Reproduce the following post about making art for fun word for word, from its title to its final sentence.

Selection:
------------------------------------

Art…Can Be for Fun??

Most days, when I sit down to draw, I automatically go through the different projects I’m juggling to determine what needs work. I associate artwork with just “work”, with self-improvement, and with playing catch-up to the other folks who got a degree in digital arts, illustration, comics, or animation. I want to be a full-time, self-employed artist someday, so I feel like I need to work really hard in order to live up to that.

The problem with that mentality is that I end up stressing myself out instead of actually producing artwork. I make lists and plans and I research for hours, but I don’t put pencil to paper or pen to tablet as often as I would like.

I have a difficult time making artwork for fun. I grew up thinking fanart would get me in trouble with whoever punished people for breaking copyright laws, and so I tried very hard to only draw original characters. It was still fun, I think, but now I often wish I had indulged in some good ol’ fanart funtimes. Fanart can teach young artists a lot about composition, design elements, proportion, and expression, but I think the greatest benefit is having fun! I think of it like encouraging play in infants and toddlers – they’re learning without realizing it, and their primary takeaway is the simple joy of doing the thing.

I think that’s a big contributor to why I’m so stuck in this destructive pattern: I’ve lost the joy of doing the thing.

------------------------------------

Stored records:

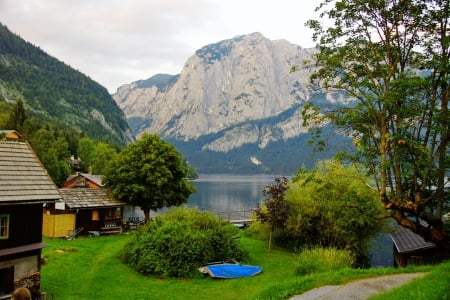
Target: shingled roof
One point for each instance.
(79, 198)
(407, 241)
(23, 178)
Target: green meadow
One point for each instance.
(90, 268)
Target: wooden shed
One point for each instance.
(94, 211)
(25, 187)
(412, 249)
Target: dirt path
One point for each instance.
(359, 289)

------------------------------------

Final result:
Art…Can Be for Fun??

Most days, when I sit down to draw, I automatically go through the different projects I’m juggling to determine what needs work. I associate artwork with just “work”, with self-improvement, and with playing catch-up to the other folks who got a degree in digital arts, illustration, comics, or animation. I want to be a full-time, self-employed artist someday, so I feel like I need to work really hard in order to live up to that.

The problem with that mentality is that I end up stressing myself out instead of actually producing artwork. I make lists and plans and I research for hours, but I don’t put pencil to paper or pen to tablet as often as I would like.

I have a difficult time making artwork for fun. I grew up thinking fanart would get me in trouble with whoever punished people for breaking copyright laws, and so I tried very hard to only draw original characters. It was still fun, I think, but now I often wish I had indulged in some good ol’ fanart funtimes. Fanart can teach young artists a lot about composition, design elements, proportion, and expression, but I think the greatest benefit is having fun! I think of it like encouraging play in infants and toddlers – they’re learning without realizing it, and their primary takeaway is the simple joy of doing the thing.

I think that’s a big contributor to why I’m so stuck in this destructive pattern: I’ve lost the joy of doing the thing.